## CONSIGNE
Recopiez le passage de l'extrait ci-dessous en commençant par « Notifications » et en allant jusqu'à « de procédure civile. ». Remplacez-y « greffe » par « secrétariat ».

## EXTRAIT DU DOCUMENT
※

CONTESTATION EN MATIÈRE D'HONORAIRES D'AVOCAT

---------------------------

Monsieur [K] [J], Monsieur [G] [J], Société LDH HOLDING, Société MDH HOLDING,

C/

Société ALTAIR AVOCATS

--------------------------

N° RG 23/02808 - N° Portalis DBVJ-V-B7H-NJVI

--------------------------

DU 20 JUIN 2024

--------------------------

Notifications

le :

Grosse délivrée

le :

ARRÊT

--------------

Rendu par mise à disposition au greffe de la Cour, les parties en ayant été préalablement avisées dans les conditions prévues au deuxième alinéa de l'article 450 du code de procédure civile.

※

## EXTRAITS DU MATÉRIEL
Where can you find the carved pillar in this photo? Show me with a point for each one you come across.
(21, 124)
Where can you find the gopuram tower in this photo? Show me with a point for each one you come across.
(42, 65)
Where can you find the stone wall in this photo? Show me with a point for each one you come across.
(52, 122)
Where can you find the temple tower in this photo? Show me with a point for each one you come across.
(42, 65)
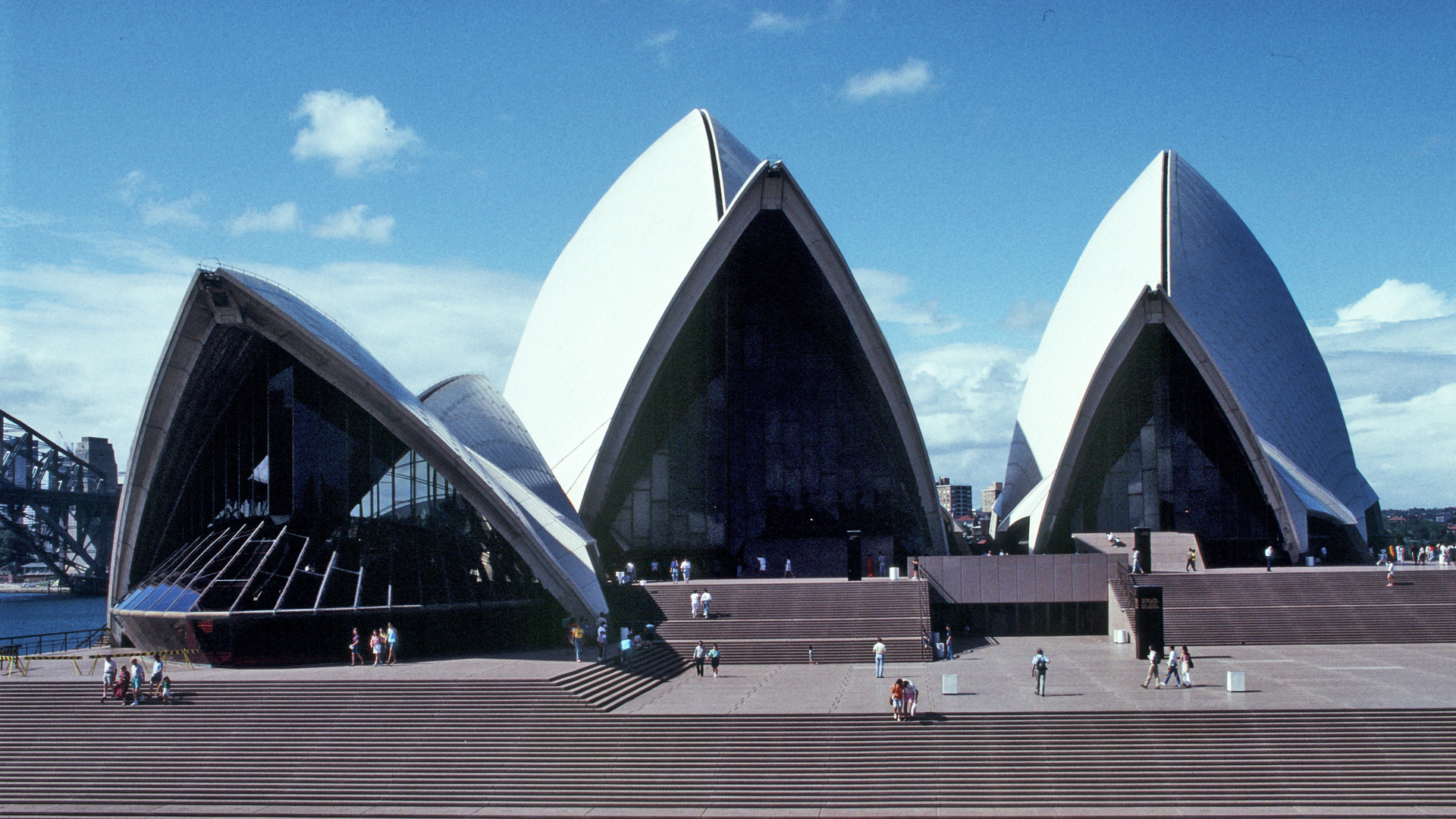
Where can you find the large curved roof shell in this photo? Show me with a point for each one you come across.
(618, 275)
(223, 300)
(631, 279)
(1171, 234)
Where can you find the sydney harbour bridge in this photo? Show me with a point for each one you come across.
(57, 506)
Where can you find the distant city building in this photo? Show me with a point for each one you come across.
(954, 499)
(989, 496)
(1178, 388)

※

## RÉPONSE
Notifications

le :

Grosse délivrée

le :

ARRÊT

--------------

Rendu par mise à disposition au secrétariat de la Cour, les parties en ayant été préalablement avisées dans les conditions prévues au deuxième alinéa de l'article 450 du code de procédure civile.